[Your task] Rewrite the items below, swapping every "noun phrase" for "search phrase" and keeping everything else the same.

[Segmentation labeling entries]
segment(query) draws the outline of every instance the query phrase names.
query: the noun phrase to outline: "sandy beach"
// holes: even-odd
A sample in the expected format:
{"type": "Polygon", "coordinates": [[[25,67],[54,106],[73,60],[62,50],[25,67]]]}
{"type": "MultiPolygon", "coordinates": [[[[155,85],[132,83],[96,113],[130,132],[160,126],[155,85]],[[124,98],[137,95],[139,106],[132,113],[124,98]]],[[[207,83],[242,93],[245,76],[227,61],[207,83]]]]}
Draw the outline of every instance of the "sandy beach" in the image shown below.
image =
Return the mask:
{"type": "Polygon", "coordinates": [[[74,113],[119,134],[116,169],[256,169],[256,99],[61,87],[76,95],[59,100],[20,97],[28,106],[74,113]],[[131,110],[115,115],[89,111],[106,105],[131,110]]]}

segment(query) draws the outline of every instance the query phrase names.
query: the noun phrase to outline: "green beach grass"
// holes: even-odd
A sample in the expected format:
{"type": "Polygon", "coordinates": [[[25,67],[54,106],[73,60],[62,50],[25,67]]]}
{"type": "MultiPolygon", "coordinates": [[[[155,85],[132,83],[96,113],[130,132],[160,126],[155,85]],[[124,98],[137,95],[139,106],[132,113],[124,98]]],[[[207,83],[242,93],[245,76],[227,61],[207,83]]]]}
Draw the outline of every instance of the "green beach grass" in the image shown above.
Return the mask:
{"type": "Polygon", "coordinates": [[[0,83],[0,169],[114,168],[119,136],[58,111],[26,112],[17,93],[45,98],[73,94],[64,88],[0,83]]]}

[Task output]
segment(query) draws the outline of every instance the query phrase names.
query: the search phrase to outline: "sandy beach"
// holes: even-odd
A sample in the expected format:
{"type": "Polygon", "coordinates": [[[25,67],[54,106],[73,60],[62,50],[25,67]]]}
{"type": "MultiPolygon", "coordinates": [[[[155,85],[132,83],[96,113],[130,132],[160,126],[155,85]],[[124,98],[137,95],[139,106],[132,113],[124,98]]],[[[207,83],[242,93],[245,76],[227,61],[207,83]]]]}
Draw the outline of every instance of the "sandy beach" in the image shown below.
image =
Return the mask:
{"type": "Polygon", "coordinates": [[[74,113],[119,134],[116,169],[256,169],[256,99],[61,87],[76,95],[59,100],[20,97],[28,106],[74,113]],[[131,110],[115,115],[89,111],[106,105],[131,110]]]}

segment(query) draws the outline of every instance the query phrase names.
query: the search phrase to outline: "green beach grass"
// holes: even-odd
A sample in the expected format:
{"type": "Polygon", "coordinates": [[[25,67],[54,106],[73,60],[62,50],[25,67]]]}
{"type": "MultiPolygon", "coordinates": [[[[155,85],[132,83],[96,113],[130,132],[160,126],[155,85]],[[124,98],[137,95],[139,106],[132,113],[124,98]]],[[[207,83],[242,93],[245,76],[227,61],[207,83]]]]}
Draw the outline of every instance of the "green beach grass" in the image shown above.
Return the mask:
{"type": "Polygon", "coordinates": [[[0,83],[0,169],[114,168],[119,136],[58,111],[26,112],[17,93],[45,98],[73,94],[64,88],[0,83]]]}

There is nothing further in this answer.